• **REQUIREMENT 1**
In the passage on restitution of conjugal rights, which section of the Special Marriage Act, 1954 is said to be identical to the provision described?
• **REQUIREMENT 2**
Reproduce the part of the passage on restitution of conjugal rights starting with "T. Sareetha v." and going on through "demand its abolishment.".

Section 1[1] of the Hindu Marriage Act, 1955 embodies the concept of Restitution of Conjugal Rights under which after solemnization of marriage if one of the spouses abandons the other, the aggrieved party has a legal right to file a petition in the matrimonial court for restitution of conjugal rights. This right can be granted to any of the spouse.

This section is identical to section 22 of the Special Marriage Act, 1954.[2] The provision is in slightly different wordings in the Parsi Marriage and Divorce Act, 1936, but it has been interpreted in such a manner that it has been given the same meaning as under the Hindu Marriage Act, 1955 and the Special Marriage Act, 1954.

However, the provision is different under the section 32 Indian Divorce Act, 1869 but efforts are being made to give it such an interpretation so as to bring it in consonance with the other laws. The provision under Muslim law is almost the same as under the modern Hindu law, though under Muslim law and under the Parsi Marriage and Divorce Act, 1936 a suit in a civil court has to be filed and not a petition as under other laws.[3]

The constitutional validity of the provision has time and again been questioned and challenged. The earliest being in 1983 before the Andhra Pradesh High Court[4] where the Hon'ble High Court held that the impugned section was unconstitutional. The Delhi High Court in Harvinder Kaur v Harminder Singh,[5] though had non-conforming views. Ultimately Supreme Court in Saroj Rani v. Sudharshan,[6] gave a judgment which was in line with the Delhi High Court[7] views and upheld the constitutional validity of the section 9 and over-ruled the decision given in

T. Sareetha v. T. Venkatasubbaiah.[8]

It is a sad commentary that despite various courts including the Apex Court of the Country upholding the validity of section 9. Many jurists still have doubts with respect to the soundness of this section and demand its abolishment.

• **MATERIAL PROVIDED**
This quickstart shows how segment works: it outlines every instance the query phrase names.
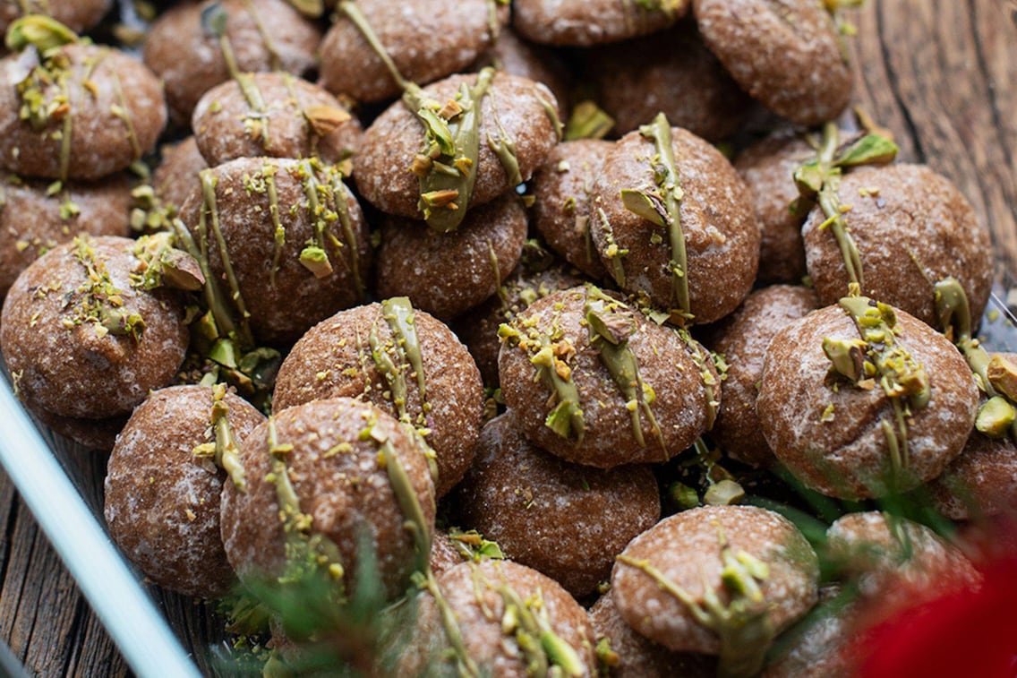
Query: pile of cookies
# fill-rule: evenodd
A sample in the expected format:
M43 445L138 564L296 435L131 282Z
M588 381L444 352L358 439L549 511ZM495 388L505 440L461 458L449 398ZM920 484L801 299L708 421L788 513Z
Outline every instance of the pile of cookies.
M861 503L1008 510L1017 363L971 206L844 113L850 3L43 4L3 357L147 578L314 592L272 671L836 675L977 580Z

• **EXERCISE ANSWER 1**
Section 22.

• **EXERCISE ANSWER 2**
T. Sareetha v. T. Venkatasubbaiah.[8]

It is a sad commentary that despite various courts including the Apex Court of the Country upholding the validity of section 9. Many jurists still have doubts with respect to the soundness of this section and demand its abolishment.